Work instructions
Could you copy, word for word, only the lines from the one containing "A single point marks each instance of the blue" through the last line of the records below, both included?

Supplied material
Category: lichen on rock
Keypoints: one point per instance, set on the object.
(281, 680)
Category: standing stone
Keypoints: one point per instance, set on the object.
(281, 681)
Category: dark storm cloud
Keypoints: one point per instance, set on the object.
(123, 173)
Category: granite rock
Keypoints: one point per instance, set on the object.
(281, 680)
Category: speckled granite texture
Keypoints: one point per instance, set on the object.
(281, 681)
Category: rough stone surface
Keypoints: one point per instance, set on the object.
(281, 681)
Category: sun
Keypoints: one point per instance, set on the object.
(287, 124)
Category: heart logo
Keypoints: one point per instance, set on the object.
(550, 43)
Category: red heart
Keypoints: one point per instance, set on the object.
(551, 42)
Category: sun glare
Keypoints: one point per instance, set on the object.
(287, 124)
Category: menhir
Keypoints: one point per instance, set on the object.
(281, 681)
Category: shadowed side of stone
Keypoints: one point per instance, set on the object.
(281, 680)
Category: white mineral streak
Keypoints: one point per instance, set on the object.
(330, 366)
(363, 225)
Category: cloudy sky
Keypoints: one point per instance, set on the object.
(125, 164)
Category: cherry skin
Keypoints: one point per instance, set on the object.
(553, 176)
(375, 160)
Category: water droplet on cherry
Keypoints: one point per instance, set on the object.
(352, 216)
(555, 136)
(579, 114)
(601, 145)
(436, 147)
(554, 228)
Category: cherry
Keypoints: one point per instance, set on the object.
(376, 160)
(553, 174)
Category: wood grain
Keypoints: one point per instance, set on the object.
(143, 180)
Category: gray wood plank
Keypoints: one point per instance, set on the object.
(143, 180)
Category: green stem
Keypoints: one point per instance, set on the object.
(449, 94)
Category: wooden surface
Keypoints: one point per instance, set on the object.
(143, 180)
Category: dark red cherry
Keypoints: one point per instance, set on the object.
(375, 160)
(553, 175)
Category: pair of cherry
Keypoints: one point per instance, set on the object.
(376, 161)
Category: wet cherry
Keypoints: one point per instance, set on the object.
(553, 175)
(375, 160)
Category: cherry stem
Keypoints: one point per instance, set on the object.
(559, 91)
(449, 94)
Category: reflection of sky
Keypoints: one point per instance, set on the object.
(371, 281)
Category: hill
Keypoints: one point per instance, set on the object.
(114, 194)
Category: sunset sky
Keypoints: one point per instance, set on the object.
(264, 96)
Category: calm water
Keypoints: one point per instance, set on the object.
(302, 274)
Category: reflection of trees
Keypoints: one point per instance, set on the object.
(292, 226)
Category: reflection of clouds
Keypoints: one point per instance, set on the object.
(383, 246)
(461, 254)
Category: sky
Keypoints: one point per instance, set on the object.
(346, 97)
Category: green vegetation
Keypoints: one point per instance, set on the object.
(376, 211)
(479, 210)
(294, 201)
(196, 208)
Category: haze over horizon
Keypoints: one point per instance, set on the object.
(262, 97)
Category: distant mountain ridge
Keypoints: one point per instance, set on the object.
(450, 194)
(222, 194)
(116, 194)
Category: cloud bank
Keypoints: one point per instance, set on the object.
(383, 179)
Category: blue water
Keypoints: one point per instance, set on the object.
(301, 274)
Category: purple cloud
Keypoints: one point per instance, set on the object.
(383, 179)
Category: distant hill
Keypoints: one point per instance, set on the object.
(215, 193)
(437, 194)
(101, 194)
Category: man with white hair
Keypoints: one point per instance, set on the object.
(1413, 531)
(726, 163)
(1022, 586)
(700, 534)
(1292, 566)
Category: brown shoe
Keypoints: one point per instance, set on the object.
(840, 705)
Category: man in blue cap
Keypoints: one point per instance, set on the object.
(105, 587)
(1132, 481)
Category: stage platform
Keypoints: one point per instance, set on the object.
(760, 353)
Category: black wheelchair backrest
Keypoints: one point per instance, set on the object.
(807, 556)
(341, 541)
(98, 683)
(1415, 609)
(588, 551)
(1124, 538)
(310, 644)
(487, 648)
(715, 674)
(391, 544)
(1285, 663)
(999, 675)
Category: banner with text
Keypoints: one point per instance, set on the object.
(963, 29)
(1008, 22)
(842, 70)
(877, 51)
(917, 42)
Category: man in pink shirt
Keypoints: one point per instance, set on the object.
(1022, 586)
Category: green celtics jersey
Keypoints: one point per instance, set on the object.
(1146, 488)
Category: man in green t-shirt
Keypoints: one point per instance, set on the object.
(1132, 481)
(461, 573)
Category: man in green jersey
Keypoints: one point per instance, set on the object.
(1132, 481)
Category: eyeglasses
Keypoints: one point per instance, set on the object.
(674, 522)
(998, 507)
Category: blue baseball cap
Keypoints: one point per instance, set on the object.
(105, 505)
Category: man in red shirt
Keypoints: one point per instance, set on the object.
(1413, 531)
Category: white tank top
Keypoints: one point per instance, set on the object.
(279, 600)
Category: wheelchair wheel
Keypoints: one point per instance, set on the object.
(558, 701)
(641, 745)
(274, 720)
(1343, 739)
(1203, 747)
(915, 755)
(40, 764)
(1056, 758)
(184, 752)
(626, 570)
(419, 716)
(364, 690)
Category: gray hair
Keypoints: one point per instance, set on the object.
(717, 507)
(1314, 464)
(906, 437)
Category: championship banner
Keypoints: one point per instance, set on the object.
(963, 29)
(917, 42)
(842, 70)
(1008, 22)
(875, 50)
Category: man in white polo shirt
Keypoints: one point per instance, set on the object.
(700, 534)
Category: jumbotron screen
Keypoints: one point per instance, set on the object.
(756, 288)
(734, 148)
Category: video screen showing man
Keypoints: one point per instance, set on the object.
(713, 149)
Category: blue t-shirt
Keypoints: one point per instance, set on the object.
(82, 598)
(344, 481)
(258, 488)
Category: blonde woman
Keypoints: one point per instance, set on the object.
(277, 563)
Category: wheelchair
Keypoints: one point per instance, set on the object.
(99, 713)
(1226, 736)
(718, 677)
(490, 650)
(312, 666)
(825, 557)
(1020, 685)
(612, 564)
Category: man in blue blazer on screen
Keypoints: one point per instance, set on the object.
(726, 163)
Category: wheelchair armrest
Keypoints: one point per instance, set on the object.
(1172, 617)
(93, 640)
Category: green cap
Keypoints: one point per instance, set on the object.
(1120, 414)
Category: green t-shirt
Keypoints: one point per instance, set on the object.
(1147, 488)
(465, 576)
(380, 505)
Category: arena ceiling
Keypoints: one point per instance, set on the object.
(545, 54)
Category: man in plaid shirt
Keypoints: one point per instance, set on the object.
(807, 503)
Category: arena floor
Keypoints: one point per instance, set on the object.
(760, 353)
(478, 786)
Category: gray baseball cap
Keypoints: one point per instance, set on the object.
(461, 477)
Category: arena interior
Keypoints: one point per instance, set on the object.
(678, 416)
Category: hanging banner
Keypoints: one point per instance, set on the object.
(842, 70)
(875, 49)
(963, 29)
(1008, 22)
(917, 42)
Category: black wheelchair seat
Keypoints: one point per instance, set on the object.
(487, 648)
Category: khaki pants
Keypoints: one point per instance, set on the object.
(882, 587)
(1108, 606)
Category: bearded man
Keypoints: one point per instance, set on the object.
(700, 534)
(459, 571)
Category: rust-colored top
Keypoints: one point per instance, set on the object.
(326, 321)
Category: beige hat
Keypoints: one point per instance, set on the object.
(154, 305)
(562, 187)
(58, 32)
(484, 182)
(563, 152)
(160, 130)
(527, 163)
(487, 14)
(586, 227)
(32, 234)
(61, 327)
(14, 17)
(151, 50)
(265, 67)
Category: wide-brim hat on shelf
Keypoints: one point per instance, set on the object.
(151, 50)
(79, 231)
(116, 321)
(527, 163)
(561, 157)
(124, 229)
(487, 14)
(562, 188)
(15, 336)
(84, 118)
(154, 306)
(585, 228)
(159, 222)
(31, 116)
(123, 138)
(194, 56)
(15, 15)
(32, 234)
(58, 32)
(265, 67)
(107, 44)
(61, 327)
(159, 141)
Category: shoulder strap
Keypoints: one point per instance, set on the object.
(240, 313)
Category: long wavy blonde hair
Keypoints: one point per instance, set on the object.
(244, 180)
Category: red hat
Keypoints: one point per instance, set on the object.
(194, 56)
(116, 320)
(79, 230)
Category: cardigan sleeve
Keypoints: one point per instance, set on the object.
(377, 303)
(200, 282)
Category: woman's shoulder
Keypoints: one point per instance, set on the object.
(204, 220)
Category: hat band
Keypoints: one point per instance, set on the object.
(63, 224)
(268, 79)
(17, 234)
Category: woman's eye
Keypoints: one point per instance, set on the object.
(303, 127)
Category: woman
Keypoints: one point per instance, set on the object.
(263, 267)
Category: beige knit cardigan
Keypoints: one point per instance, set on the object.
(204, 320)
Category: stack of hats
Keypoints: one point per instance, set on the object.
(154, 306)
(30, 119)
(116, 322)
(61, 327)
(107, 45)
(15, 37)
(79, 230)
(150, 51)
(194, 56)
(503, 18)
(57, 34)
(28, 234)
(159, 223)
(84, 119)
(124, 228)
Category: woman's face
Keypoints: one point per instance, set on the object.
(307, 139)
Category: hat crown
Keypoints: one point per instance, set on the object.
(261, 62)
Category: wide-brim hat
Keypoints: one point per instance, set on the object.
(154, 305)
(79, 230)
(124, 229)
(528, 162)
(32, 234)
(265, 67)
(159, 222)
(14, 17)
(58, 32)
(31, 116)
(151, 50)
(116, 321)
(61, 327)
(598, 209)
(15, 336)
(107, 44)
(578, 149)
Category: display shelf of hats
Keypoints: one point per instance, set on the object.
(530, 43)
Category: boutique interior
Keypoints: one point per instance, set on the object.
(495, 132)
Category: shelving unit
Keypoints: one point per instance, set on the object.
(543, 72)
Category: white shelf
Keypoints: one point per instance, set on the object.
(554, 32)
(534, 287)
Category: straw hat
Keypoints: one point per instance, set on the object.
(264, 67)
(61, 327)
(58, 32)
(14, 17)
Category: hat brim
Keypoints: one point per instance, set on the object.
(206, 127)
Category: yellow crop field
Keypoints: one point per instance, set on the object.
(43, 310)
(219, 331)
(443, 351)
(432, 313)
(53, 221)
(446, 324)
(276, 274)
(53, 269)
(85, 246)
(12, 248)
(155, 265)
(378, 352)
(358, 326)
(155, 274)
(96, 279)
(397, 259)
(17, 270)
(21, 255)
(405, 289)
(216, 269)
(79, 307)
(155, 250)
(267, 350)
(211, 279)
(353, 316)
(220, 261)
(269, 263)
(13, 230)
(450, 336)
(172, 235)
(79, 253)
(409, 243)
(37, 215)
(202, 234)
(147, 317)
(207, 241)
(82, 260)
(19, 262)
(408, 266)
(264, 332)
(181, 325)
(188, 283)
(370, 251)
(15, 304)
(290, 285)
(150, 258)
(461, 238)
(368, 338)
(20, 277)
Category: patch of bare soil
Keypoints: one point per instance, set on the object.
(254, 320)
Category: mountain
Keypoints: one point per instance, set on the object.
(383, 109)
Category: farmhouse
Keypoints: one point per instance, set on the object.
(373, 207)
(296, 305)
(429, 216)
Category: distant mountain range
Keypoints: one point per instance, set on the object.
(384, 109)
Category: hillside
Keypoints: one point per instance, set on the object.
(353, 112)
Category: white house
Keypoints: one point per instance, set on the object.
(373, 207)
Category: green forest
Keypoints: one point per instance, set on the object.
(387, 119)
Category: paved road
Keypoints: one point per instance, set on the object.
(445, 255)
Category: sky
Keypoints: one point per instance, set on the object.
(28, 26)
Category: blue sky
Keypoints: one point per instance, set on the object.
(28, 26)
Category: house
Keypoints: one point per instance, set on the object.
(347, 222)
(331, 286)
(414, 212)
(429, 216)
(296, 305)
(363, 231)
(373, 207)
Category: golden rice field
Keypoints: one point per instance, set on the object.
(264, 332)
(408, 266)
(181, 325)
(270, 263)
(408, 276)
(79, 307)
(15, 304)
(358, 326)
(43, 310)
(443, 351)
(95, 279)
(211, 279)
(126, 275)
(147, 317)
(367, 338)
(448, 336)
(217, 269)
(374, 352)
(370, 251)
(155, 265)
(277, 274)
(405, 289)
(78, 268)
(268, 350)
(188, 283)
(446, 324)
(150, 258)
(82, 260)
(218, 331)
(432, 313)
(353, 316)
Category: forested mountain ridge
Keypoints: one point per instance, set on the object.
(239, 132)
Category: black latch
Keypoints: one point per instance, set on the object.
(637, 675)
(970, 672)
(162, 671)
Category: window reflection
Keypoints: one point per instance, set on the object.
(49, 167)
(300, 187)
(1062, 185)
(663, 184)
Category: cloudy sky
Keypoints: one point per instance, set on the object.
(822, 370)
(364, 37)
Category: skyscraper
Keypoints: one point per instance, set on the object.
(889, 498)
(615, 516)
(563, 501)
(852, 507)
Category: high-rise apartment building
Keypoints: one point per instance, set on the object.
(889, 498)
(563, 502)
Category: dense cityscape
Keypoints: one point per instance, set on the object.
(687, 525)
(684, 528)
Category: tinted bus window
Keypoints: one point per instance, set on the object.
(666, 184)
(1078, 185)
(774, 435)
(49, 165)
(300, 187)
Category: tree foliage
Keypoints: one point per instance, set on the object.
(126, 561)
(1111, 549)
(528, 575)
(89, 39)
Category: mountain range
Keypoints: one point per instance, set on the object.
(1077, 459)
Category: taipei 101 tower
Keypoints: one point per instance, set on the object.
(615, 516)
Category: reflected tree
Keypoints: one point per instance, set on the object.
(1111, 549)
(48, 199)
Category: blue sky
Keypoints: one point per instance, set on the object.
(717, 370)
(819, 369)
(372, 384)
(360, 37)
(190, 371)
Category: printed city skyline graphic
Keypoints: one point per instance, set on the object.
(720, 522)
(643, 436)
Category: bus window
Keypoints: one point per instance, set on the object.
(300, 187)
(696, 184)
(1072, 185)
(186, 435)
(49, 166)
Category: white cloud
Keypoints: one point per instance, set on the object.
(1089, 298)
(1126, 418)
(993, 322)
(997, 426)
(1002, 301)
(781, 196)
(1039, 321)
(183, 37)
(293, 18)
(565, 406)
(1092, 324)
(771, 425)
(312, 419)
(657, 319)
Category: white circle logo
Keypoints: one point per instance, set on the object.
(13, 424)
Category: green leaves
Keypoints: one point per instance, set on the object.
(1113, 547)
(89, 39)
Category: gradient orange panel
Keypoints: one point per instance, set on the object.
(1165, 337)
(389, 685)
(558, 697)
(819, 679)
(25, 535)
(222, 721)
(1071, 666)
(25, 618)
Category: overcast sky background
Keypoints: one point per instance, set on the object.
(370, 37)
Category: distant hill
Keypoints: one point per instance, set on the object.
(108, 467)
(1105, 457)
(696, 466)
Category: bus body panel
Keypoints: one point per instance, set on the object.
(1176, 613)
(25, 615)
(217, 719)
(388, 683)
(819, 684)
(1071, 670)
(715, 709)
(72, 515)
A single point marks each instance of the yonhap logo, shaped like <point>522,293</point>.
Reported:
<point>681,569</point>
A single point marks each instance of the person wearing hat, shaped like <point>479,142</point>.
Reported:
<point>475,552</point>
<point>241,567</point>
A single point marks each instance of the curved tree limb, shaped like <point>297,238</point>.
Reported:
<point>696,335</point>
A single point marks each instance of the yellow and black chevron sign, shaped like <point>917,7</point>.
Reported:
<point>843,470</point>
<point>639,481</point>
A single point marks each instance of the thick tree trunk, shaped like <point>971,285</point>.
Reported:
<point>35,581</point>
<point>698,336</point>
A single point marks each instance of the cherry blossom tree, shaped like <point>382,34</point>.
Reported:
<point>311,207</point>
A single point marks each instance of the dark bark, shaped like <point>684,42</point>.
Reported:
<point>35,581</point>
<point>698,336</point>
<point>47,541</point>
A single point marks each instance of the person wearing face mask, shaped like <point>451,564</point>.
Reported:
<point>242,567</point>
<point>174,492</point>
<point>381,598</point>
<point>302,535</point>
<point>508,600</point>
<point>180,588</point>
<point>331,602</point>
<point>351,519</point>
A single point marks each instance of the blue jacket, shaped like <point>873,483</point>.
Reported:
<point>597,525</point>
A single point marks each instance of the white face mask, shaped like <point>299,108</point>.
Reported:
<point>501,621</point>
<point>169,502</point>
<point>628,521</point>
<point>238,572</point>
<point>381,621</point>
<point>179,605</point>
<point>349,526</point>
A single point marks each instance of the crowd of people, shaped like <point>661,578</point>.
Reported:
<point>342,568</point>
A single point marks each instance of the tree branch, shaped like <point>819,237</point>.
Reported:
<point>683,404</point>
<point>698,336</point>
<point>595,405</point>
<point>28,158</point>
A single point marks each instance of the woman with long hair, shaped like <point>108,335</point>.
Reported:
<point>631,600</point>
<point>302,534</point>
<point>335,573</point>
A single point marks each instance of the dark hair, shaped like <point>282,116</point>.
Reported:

Complete response
A single point marks each instance of the blue jacket, shaped like <point>873,483</point>.
Reported:
<point>597,525</point>
A single point marks each instance of the white face mask, shaped like <point>299,108</point>.
Reported:
<point>501,621</point>
<point>169,502</point>
<point>628,521</point>
<point>238,572</point>
<point>381,621</point>
<point>179,605</point>
<point>349,526</point>
A single point marks each instance of the crowd of people, shaped like <point>661,578</point>.
Reported:
<point>342,568</point>
A single point marks each instance of the tree branch, shaped like <point>819,237</point>.
Reported:
<point>683,404</point>
<point>698,336</point>
<point>595,405</point>
<point>28,158</point>
A single point marks each instance of the woman with long hair, shaped like <point>108,335</point>.
Reported:
<point>631,600</point>
<point>302,534</point>
<point>335,573</point>
A single point marks each instance of the dark hair, shaped like <point>282,116</point>.
Reported:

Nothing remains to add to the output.